**Exercise**
Transcribe the entries below exactly; leave every image out.

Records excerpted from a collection
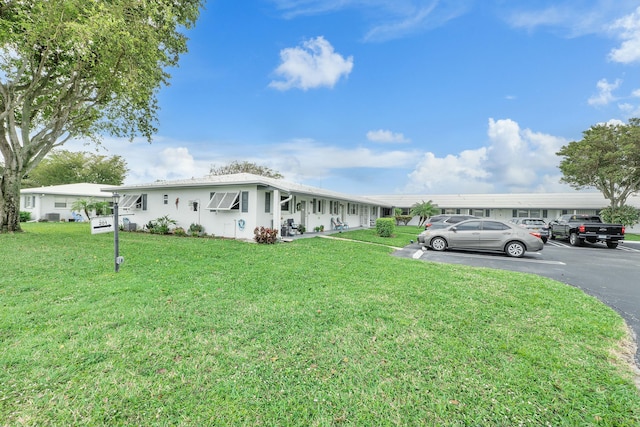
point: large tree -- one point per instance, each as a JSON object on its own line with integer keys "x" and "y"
{"x": 607, "y": 158}
{"x": 80, "y": 69}
{"x": 245, "y": 167}
{"x": 68, "y": 167}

**Expected answer**
point: large tree -- one point per instance, each as a JSON object on its own line with integer keys "x" and "y"
{"x": 607, "y": 158}
{"x": 80, "y": 69}
{"x": 245, "y": 167}
{"x": 68, "y": 167}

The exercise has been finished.